## [PROBLEM]
In the data below, one line contains "column 571, row 307" and a later one contains "column 1355, row 373". Print both, with every line between them, exactly and alone.

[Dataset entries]
::::
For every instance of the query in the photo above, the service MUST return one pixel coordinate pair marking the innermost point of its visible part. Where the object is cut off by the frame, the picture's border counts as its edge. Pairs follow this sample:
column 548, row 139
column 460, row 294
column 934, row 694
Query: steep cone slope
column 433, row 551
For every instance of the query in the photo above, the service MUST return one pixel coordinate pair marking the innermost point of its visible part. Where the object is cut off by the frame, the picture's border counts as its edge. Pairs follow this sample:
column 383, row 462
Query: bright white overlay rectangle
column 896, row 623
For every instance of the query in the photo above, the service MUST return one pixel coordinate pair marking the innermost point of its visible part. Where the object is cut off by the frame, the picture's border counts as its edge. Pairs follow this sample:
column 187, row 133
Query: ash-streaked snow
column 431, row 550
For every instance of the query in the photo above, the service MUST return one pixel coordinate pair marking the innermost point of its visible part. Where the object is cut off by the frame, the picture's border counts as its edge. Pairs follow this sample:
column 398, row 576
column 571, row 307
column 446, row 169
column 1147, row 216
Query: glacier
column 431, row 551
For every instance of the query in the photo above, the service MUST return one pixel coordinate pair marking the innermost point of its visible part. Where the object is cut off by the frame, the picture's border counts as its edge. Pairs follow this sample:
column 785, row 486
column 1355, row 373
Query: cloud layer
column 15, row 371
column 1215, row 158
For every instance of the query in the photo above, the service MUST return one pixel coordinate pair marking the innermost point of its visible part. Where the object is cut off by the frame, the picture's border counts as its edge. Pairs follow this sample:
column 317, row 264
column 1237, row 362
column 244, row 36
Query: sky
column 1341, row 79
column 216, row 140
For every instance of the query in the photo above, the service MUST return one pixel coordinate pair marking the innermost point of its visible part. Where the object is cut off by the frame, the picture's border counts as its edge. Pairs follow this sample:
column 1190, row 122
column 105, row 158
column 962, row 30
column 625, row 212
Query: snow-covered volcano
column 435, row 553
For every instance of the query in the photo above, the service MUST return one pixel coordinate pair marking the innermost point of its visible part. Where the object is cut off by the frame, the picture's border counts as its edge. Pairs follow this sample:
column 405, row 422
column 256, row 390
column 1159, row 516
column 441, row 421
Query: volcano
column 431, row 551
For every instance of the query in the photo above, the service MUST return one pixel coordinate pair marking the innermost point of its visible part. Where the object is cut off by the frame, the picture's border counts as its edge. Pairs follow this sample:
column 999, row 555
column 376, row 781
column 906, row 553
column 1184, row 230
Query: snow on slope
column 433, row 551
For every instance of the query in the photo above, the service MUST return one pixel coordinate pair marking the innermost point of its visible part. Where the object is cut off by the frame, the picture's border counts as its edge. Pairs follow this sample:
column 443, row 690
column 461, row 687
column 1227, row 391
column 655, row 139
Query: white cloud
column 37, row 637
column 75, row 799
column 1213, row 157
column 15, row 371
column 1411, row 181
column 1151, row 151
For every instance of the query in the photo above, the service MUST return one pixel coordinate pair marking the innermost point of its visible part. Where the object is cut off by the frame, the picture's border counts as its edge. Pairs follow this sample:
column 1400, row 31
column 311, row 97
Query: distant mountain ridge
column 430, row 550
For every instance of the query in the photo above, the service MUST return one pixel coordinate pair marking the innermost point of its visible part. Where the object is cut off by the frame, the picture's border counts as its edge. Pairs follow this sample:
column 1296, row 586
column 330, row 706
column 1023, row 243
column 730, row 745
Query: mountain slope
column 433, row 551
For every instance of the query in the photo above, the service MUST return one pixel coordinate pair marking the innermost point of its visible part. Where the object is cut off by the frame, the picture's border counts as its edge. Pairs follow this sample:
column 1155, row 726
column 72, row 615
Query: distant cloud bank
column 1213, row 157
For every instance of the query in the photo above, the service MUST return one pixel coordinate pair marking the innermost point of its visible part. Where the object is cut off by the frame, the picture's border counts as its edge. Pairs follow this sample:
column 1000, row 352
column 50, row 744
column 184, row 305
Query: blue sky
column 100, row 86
::::
## [ANSWER BELOW]
column 571, row 307
column 446, row 169
column 1147, row 216
Query: glacier
column 431, row 551
For every instance of the query in the photo above, the service MUST return one pixel coordinate pair marking the innermost point of its visible part. Where the object is cut off by the frame, the picture's border counts as its edge. Pairs follow this sample:
column 785, row 486
column 1355, row 373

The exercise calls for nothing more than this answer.